独裁政権を率いる韓国のパク・チョンヒ(朴正煕)大統領を暗殺した、側近のKCIA(大韓民国中央情報部)部長・キム・ジェギュ(金載圭、映画ではキム・ギュピョン)を主人公に、暗殺前40日間に何があったのかを描く、ウルトラハードなポリティカルサスペンス。
「南山の部長たち」とは、ソウル市南山に本拠があった、KCIAの歴代部長たちのこと。
十万ともいわれる職員を抱える巨大な諜報機関であり、韓国内の情報総てを握っていたKCIA部長は、政権内で大統領に次ぐ権力を振るっていたとされる。
国家と大統領の間で揺れ動く、主人公のキム・ギュピョンをイ・ビョンホン、事件のきっかけとなる前任のKCIA部長パク・ヨンガクをクァク・ドウォン、パク・チョンヒ大統領をイ・ソンミンが演じる。
名優たちを演出するのは、「インサイダーズ 内部者たち」でもイ・ビョンホンとタッグを組んだウ・ミンホ監督。
韓国現代史のダークサイドを垣間見る、緊迫の114分だ。
1979年10月26日、KCIAの部長を務めるキム・ギュピョン(イ・ビョンホン)が、革命の同志であり、忠誠を誓っていたはずのパク・チョンヒ大統領(イ・ソンミン)を射殺する。
事件が起こる40日前、アメリカに亡命していた元KCIA部長パク・ヨンガク(クァク・ドウォン)が下院議会聴聞会で証言し、パク・チョンヒ体制の欺瞞を糾弾していた。
大統領に事態の収拾を命じられたギュピョンは、執筆中の回想録を出さないよう、旧友でもあるヨンガクを説得するためにワシントンに飛ぶ。
ヨンガクはギュピョンの要求を受け入れるが、大統領がKCIAも知らない協力者の元、秘密口座を作って国民の金を搾取しているという情報をギュピョンに渡す。
帰国後、ヨンガクからの情報を調べ始めるギュピョンだが、大統領が警護室長のクァク・サンチョン(イ・ヒジュン)の人脈を使って、ヨンガクの暗殺を狙っていることが判明。

§ 一覧
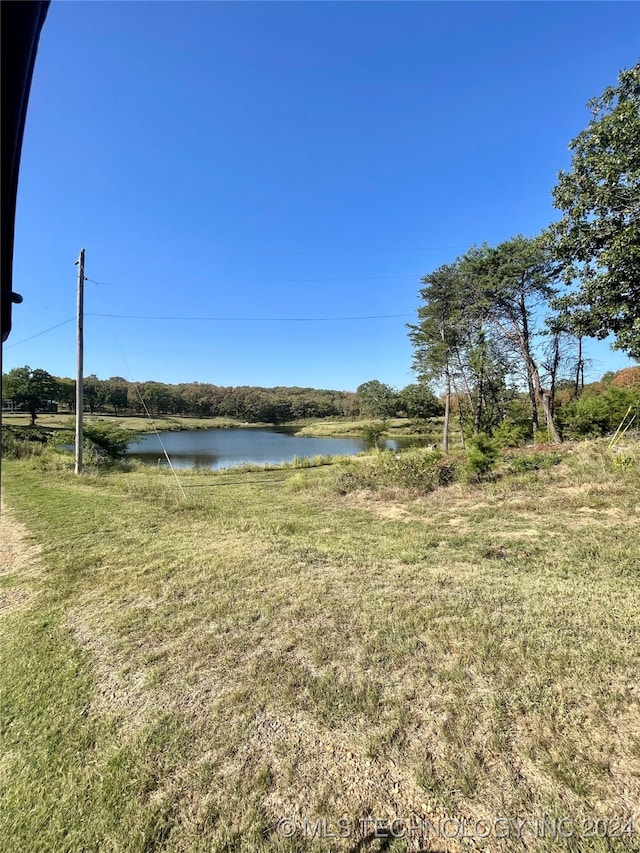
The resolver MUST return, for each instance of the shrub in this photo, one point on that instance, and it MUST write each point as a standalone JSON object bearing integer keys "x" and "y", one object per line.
{"x": 523, "y": 463}
{"x": 482, "y": 455}
{"x": 372, "y": 432}
{"x": 416, "y": 471}
{"x": 22, "y": 443}
{"x": 597, "y": 413}
{"x": 102, "y": 444}
{"x": 511, "y": 433}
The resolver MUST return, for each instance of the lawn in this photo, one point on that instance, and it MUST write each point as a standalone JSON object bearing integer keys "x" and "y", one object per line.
{"x": 266, "y": 660}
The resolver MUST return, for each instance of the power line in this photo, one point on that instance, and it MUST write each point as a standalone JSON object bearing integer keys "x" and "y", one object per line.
{"x": 252, "y": 319}
{"x": 43, "y": 332}
{"x": 308, "y": 252}
{"x": 286, "y": 280}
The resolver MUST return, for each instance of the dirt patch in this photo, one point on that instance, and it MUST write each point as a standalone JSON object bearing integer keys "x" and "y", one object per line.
{"x": 332, "y": 774}
{"x": 20, "y": 558}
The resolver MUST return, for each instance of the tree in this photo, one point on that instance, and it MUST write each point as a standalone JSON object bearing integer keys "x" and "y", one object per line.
{"x": 598, "y": 237}
{"x": 516, "y": 281}
{"x": 436, "y": 338}
{"x": 377, "y": 399}
{"x": 31, "y": 388}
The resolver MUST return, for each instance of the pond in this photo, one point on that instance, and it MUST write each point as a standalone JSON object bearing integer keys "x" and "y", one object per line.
{"x": 228, "y": 448}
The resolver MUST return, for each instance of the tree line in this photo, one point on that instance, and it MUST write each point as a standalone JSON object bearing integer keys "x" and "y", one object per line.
{"x": 504, "y": 322}
{"x": 32, "y": 389}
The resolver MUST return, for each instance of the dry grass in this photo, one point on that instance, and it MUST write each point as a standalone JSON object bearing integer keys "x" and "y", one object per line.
{"x": 262, "y": 652}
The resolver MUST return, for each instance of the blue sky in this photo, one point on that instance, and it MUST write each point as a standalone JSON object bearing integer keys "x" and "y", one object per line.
{"x": 287, "y": 160}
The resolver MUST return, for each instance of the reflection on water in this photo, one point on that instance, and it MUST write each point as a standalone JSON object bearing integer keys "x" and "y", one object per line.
{"x": 228, "y": 448}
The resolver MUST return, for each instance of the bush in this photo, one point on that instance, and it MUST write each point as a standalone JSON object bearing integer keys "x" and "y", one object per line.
{"x": 20, "y": 443}
{"x": 372, "y": 432}
{"x": 103, "y": 443}
{"x": 416, "y": 471}
{"x": 512, "y": 433}
{"x": 595, "y": 414}
{"x": 523, "y": 463}
{"x": 482, "y": 455}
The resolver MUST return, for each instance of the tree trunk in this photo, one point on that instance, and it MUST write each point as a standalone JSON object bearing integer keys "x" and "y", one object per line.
{"x": 579, "y": 368}
{"x": 543, "y": 397}
{"x": 477, "y": 420}
{"x": 447, "y": 414}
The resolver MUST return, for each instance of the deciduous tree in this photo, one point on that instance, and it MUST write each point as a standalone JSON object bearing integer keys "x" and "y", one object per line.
{"x": 598, "y": 237}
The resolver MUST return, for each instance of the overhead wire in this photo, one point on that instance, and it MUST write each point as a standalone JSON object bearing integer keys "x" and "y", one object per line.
{"x": 43, "y": 332}
{"x": 249, "y": 319}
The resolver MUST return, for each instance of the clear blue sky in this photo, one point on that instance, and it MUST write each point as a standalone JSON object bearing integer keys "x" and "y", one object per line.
{"x": 270, "y": 160}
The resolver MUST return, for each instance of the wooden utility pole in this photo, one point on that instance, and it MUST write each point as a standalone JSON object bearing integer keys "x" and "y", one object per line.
{"x": 79, "y": 378}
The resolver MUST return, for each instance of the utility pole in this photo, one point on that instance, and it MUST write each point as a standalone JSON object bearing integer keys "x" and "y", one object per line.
{"x": 79, "y": 378}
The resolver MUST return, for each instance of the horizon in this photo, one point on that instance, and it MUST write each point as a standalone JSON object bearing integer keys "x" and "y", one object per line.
{"x": 261, "y": 161}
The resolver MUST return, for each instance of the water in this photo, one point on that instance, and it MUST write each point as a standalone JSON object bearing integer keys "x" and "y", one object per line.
{"x": 228, "y": 448}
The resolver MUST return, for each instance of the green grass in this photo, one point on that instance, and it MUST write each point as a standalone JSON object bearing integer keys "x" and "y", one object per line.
{"x": 181, "y": 674}
{"x": 430, "y": 430}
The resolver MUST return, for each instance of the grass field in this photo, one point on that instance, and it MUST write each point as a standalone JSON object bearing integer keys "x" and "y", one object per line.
{"x": 395, "y": 428}
{"x": 268, "y": 657}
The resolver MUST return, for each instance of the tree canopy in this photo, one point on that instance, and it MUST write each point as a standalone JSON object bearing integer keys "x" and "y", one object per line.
{"x": 31, "y": 388}
{"x": 598, "y": 237}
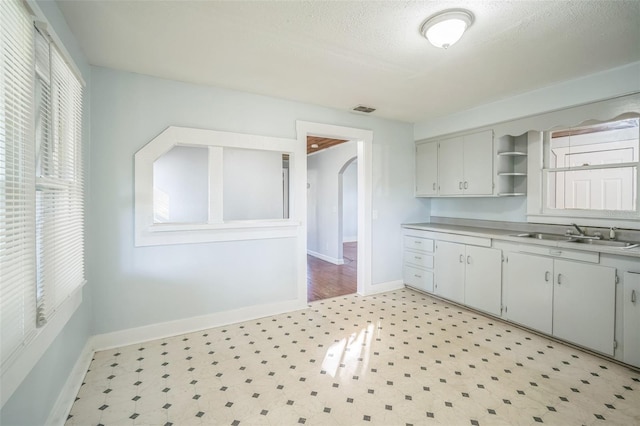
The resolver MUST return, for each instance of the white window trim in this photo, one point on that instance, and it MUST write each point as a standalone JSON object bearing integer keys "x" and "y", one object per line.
{"x": 149, "y": 233}
{"x": 20, "y": 364}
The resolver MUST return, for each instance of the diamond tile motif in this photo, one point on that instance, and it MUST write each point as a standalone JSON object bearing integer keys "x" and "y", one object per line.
{"x": 397, "y": 358}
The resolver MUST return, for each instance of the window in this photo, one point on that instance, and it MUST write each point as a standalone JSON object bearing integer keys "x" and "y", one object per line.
{"x": 41, "y": 181}
{"x": 592, "y": 171}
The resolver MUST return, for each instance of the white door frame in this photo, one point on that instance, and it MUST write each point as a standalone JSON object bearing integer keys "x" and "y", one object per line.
{"x": 364, "y": 139}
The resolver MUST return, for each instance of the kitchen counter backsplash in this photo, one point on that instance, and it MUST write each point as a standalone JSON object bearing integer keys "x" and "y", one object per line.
{"x": 517, "y": 227}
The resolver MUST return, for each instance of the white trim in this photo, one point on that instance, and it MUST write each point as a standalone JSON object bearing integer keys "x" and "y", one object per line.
{"x": 326, "y": 258}
{"x": 44, "y": 25}
{"x": 189, "y": 325}
{"x": 62, "y": 407}
{"x": 18, "y": 368}
{"x": 386, "y": 286}
{"x": 364, "y": 140}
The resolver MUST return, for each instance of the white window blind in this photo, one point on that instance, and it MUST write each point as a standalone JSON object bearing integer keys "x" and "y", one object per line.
{"x": 41, "y": 180}
{"x": 17, "y": 186}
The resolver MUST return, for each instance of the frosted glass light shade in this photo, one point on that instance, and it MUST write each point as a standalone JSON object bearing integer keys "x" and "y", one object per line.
{"x": 445, "y": 29}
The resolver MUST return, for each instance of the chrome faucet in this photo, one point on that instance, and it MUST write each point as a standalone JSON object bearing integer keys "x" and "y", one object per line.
{"x": 582, "y": 234}
{"x": 580, "y": 231}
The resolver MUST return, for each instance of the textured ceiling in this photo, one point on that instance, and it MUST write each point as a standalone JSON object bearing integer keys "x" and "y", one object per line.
{"x": 343, "y": 53}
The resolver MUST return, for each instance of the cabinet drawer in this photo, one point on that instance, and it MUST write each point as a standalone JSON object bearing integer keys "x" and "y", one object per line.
{"x": 418, "y": 278}
{"x": 584, "y": 256}
{"x": 418, "y": 259}
{"x": 416, "y": 243}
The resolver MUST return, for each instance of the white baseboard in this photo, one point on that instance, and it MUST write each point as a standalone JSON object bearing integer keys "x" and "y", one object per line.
{"x": 386, "y": 286}
{"x": 325, "y": 257}
{"x": 62, "y": 407}
{"x": 188, "y": 325}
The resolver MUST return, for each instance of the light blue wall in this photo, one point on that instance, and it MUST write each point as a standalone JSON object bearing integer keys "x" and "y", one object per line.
{"x": 611, "y": 83}
{"x": 140, "y": 286}
{"x": 33, "y": 400}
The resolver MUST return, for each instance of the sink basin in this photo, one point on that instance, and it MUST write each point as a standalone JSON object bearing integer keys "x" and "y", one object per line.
{"x": 544, "y": 236}
{"x": 574, "y": 239}
{"x": 607, "y": 243}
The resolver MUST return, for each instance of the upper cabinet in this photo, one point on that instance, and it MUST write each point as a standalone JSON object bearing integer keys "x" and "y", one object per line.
{"x": 460, "y": 166}
{"x": 427, "y": 169}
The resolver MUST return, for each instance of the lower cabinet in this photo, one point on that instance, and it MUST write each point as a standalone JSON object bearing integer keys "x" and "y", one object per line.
{"x": 450, "y": 271}
{"x": 584, "y": 304}
{"x": 417, "y": 269}
{"x": 574, "y": 301}
{"x": 631, "y": 318}
{"x": 470, "y": 275}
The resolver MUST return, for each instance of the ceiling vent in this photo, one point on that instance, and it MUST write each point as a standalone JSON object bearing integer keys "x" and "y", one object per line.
{"x": 364, "y": 109}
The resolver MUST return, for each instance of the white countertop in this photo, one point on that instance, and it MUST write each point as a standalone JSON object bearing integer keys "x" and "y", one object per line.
{"x": 510, "y": 235}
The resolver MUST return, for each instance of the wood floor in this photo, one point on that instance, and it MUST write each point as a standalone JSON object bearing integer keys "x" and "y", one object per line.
{"x": 325, "y": 280}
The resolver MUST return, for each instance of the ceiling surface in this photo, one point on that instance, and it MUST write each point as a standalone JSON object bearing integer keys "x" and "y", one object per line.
{"x": 343, "y": 53}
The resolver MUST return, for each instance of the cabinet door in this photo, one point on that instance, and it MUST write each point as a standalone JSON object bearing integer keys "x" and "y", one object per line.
{"x": 450, "y": 167}
{"x": 450, "y": 268}
{"x": 418, "y": 278}
{"x": 584, "y": 304}
{"x": 427, "y": 169}
{"x": 483, "y": 280}
{"x": 631, "y": 315}
{"x": 529, "y": 291}
{"x": 478, "y": 163}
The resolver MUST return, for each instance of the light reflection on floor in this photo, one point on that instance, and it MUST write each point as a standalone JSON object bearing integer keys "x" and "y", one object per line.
{"x": 398, "y": 358}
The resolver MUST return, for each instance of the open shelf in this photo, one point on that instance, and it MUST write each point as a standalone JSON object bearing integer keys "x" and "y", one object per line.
{"x": 511, "y": 165}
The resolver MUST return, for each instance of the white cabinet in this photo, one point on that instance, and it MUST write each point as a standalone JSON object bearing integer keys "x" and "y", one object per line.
{"x": 631, "y": 318}
{"x": 584, "y": 304}
{"x": 529, "y": 291}
{"x": 417, "y": 269}
{"x": 574, "y": 301}
{"x": 426, "y": 169}
{"x": 450, "y": 270}
{"x": 466, "y": 165}
{"x": 470, "y": 275}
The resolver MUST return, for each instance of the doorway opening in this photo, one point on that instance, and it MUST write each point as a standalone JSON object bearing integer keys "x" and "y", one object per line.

§ 課題 1
『南山の部長たち』の紹介文によると、キム・ギュピョンがパク・チョンヒ大統領を射殺したのは何年何月何日か。
§ 課題 2
『南山の部長たち』の紹介文で、役を演じる俳優として名前が挙がっている人物をすべて書き出せ。
§ 課題 3
『南山の部長たち』の紹介文を、最後の文の後から再開して書き継いでください。

§ 回答 1
1979年10月26日

§ 回答 2
イ・ビョンホン、クァク・ドウォン、イ・ソンミン、イ・ヒジュン

§ 回答 3
時を同じくして、釜山と馬山で反政府デモが燃え上がり、野党勢力との交渉を主張するギュピョンは、次第に大統領から疎んじされてゆくのだが・・・・・
1961年のクーデター以来、18年に及ぶ長期独裁政権を率い、その間に日韓国交正常化、漢江の奇跡と呼ばれた高度経済成長を成し遂げたパク・チョンヒ大統領の暗殺は、当時の日本でも大ニュースになっていた。
韓国人の名前は報道でも日本読みされていた時代なので、テレビをつけると朝から晩まで「ボクセイキ大統領が・・・」と流れていたのを子ども心に覚えている。
本作は、大統領暗殺を起点に40日間を振り返り、暗殺を実行したKCIA部長、キム・ギュピョンの心情を丁寧に描いてゆく。
ただし、この事件の顛末には犯行の動機を含め解明されていない謎が多く残されていて、主人公をはじめ大統領以外の役名が変えられていることからも、史実をベースに想像力を働かせて歴史の穴を埋めていったフィクションと捉えるべき作品だろう。
しかし、盛ってることを意識させないリアリティ満点な作劇、先を読ませないドラマチックな展開は、いかにも韓国映画らしい大胆なものだ。
暗殺までの流れを見ていると、これはもう管理職の悲哀というか、トップダウン型組織がダメになってゆく典型例。
独裁政権も18年も続くと、最初の革命の理想も、一国を率いる熱意も消え去り、イエスマンで回りを固め、コツコツ私服を肥やすだけの大統領にはもはや周りが見えてない。
ヨンガクのような、自分の名誉を汚す元部下はこの世から消し去りたい存在だし、釜山と馬山でデモを行っている野党支持者たちも自分の国から一掃すべき勢力。
大統領は、「61年のクーデターの時、市民に発砲を命じた者は死刑になったが、今度は自分が命じるのだからデモ隊を戦車で轢き殺しても構わない」と言い放つ。
韓国人が言うところの、典型的な“ナロナムブル(自分がやればロマンスだが他人がやれば不倫)”のダブルスタンダードだが、政治権力というのは多かれ少なかれこのような独善的傾向を持つものかもしれない。
ともあれ、暴力で権力を握った独裁者にとって、世界は単純だ。
自分に従順な者は手駒であり、反対する者は敵で、本当の意味での“仲間”は存在しないのである。
本作でギュピョンの運命を狂わす、重要な変数がアメリカだ。
韓国は独立国とはいっても、朝鮮戦争以来アメリカに安全保障を依存してきた歴史がある。
当時は今ほど北朝鮮との国力の差も無く、米軍の国内駐留は韓国にとって絶対的に重要だった。
いわば親会社の様な存在だが、当然アメリカ政府も何を仕出かすか分からない朴政権には不安を抱いている。
一応民主主義の守護者を自認する超大国にとって、ある程度の強権支配は認めても、暴走されるのは困るのだ。
劇中、アメリカ大使が「拉致や暗殺を平気でするなんて、あんたたちはマフィアか何かなのか?」とギュピョンに迫る描写がある。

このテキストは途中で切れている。